DOCUMENT EXCERPT –
::::
Remove more duplication/fix rotation for microsoft stuff

2025-10-15 06:38:20 +02:00
parent e88ee3006c
commit c21bdef848
1 changed files with 108 additions and 75 deletions
--- a/owocr/ocr.py
+++ b/owocr/ocr.py
@@ -191,12 +191,78 @@ def limit_image_size(img, max_size):

    return False, '', (None, None)

+def quad_to_bounding_box(x1, y1, x2, y2, x3, y3, x4, y4, img_width=None, img_height=None):
+    center_x = (x1 + x2 + x3 + x4) / 4
+    center_y = (y1 + y2 + y3 + y4) / 4
+
+    # Calculate widths using Euclidean distance
+    width1 = sqrt((x2 - x1)**2 + (y2 - y1)**2)
+    width2 = sqrt((x3 - x4)**2 + (y3 - y4)**2)
+    avg_width = (width1 + width2) / 2
+
+    # Calculate heights using Euclidean distance
+    height1 = sqrt((x4 - x1)**2 + (y4 - y1)**2)
::::
SUPPLIED DATA –

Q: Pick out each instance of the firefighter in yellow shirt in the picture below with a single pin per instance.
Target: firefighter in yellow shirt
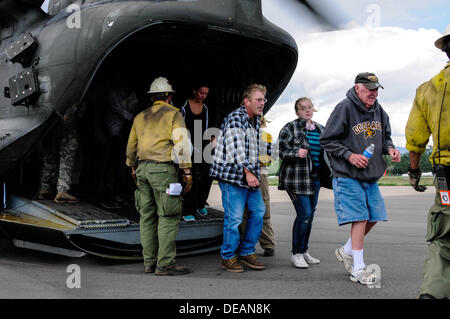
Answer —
(158, 146)
(429, 116)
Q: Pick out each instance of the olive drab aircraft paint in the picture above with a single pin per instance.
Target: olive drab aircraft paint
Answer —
(57, 63)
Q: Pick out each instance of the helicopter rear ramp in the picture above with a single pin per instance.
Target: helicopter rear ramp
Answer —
(78, 229)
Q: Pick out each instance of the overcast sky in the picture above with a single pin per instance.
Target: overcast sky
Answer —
::::
EXERCISE REQUIREMENTS –
1. Please reproduce the whole commit diff verbatim.
2. Select every line of the records that contains the word "Pick", matching case exactly.

ANSWERS FOR THE EXERCISE –
1.
Remove more duplication/fix rotation for microsoft stuff

2025-10-15 06:38:20 +02:00
parent e88ee3006c
commit c21bdef848
1 changed files with 108 additions and 75 deletions
--- a/owocr/ocr.py
+++ b/owocr/ocr.py
@@ -191,12 +191,78 @@ def limit_image_size(img, max_size):

    return False, '', (None, None)

+def quad_to_bounding_box(x1, y1, x2, y2, x3, y3, x4, y4, img_width=None, img_height=None):
+    center_x = (x1 + x2 + x3 + x4) / 4
+    center_y = (y1 + y2 + y3 + y4) / 4
+
+    # Calculate widths using Euclidean distance
+    width1 = sqrt((x2 - x1)**2 + (y2 - y1)**2)
+    width2 = sqrt((x3 - x4)**2 + (y3 - y4)**2)
+    avg_width = (width1 + width2) / 2
+
+    # Calculate heights using Euclidean distance
+    height1 = sqrt((x4 - x1)**2 + (y4 - y1)**2)

2.
Q: Pick out each instance of the firefighter in yellow shirt in the picture below with a single pin per instance.
Q: Pick out each instance of the olive drab aircraft paint in the picture above with a single pin per instance.
Q: Pick out each instance of the helicopter rear ramp in the picture above with a single pin per instance.
Q: Pick out each instance of the overcast sky in the picture above with a single pin per instance.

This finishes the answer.